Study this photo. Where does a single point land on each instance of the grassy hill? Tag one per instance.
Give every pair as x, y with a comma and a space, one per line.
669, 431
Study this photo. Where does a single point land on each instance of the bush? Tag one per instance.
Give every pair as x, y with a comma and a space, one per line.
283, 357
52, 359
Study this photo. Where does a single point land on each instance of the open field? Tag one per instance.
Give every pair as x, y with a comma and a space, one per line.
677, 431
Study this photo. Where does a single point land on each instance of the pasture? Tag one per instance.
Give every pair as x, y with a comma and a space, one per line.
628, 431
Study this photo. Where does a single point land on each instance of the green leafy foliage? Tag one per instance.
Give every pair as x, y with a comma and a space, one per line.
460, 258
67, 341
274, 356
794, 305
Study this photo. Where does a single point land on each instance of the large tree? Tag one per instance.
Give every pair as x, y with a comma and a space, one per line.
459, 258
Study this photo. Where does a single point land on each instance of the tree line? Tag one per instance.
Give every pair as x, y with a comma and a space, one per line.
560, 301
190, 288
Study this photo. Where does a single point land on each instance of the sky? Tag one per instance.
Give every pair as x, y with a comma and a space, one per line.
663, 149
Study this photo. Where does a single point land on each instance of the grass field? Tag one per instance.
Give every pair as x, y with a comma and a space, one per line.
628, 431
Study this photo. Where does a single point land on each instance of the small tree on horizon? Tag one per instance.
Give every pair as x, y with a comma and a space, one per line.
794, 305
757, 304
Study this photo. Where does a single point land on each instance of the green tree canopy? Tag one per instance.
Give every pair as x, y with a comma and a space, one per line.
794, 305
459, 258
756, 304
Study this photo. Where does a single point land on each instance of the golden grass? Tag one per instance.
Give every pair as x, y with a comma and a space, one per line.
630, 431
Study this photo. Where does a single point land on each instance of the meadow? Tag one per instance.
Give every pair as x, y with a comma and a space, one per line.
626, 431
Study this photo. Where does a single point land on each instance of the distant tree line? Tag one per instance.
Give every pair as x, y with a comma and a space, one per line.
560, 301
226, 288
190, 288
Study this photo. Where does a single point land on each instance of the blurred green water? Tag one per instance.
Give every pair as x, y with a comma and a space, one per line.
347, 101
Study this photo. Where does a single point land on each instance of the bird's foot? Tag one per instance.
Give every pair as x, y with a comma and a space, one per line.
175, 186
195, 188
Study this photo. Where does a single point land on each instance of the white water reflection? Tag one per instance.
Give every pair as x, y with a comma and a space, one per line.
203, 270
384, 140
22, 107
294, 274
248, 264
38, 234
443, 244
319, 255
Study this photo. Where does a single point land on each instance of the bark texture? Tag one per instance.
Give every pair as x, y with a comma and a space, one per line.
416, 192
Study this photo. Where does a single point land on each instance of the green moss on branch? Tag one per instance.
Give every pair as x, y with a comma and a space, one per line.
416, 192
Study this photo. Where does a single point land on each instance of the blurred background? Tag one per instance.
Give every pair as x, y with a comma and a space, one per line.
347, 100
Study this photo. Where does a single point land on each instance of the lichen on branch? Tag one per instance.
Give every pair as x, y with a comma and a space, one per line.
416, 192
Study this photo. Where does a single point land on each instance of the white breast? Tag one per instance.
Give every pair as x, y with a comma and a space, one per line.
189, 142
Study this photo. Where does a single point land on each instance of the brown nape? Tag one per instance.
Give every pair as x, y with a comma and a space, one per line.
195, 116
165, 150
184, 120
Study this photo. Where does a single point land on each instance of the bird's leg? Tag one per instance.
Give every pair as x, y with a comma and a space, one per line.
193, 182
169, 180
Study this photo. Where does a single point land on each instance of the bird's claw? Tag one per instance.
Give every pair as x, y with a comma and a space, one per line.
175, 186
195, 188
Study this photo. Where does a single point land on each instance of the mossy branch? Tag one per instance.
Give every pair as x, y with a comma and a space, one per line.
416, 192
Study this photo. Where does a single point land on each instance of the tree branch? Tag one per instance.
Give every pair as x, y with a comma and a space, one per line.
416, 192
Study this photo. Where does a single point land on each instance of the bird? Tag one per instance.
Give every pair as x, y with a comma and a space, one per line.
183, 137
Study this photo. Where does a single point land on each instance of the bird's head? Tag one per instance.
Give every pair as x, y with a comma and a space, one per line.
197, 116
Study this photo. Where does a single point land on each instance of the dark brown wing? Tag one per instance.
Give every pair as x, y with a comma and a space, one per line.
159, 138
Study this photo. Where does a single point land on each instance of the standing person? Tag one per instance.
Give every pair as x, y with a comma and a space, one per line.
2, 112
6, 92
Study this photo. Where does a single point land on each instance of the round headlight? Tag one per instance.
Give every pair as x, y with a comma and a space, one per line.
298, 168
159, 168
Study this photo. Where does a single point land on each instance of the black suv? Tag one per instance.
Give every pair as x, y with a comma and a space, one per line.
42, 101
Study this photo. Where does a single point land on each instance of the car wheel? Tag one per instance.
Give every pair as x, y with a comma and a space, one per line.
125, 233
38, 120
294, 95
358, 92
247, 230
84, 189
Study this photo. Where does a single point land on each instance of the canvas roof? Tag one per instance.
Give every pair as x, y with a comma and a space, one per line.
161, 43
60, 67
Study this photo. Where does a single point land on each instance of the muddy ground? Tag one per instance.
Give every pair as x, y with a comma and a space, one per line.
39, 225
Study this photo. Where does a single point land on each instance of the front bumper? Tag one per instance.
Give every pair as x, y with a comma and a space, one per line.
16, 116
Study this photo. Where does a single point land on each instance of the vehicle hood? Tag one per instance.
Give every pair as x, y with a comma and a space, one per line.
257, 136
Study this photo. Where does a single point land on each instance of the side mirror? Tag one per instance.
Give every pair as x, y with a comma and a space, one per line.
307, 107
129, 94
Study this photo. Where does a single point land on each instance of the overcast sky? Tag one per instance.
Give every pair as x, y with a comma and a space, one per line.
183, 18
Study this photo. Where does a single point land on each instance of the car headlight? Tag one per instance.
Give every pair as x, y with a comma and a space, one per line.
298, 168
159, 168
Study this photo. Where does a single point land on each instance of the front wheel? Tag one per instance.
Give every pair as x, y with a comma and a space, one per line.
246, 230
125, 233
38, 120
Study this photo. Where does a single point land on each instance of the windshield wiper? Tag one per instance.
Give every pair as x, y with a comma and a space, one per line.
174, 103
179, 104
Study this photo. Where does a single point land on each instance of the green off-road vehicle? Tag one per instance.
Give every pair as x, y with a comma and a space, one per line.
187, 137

#### [The problem]
Copy out the part of the records that opens with the line containing "mirror? Tag one per instance." and runs through the end of the records, with the requests left unchanged. In the answers, shift each coordinate by adding 134 to every number.

#### [Result for this exercise]
Study this photo. Where does a single point land on each instance of the side mirror? Tag one per instance.
Give every pair as x, y with a comma and a space, one per line.
441, 241
263, 228
Study this photo. Where does a single point land on each instance of the overcast sky? Tag one per instance.
Give every pair as x, y with a comma and a space, one per line.
317, 152
Study this photo. Where does a single point land on each instance of the car headlight? Tag one per instance.
Give every pair as x, y with a comma and a space, one per line.
432, 302
293, 302
Study this photo. Where does a single point land on each instance of the front wheel? Tag one per instance.
Give every pair as x, y with a comma and a space, one per line.
380, 364
259, 367
172, 254
Study this photo. Where does a single point land on each instance of the windshield wiper? Tag one per instance.
Give every pair as x, y with a comma and a space, one per line.
308, 237
313, 238
Study this photo. Where does a single point land on each instance of the green off-road vehicle? Tag one per instance.
Give every pair as x, y with a comma and a space, one per line.
321, 271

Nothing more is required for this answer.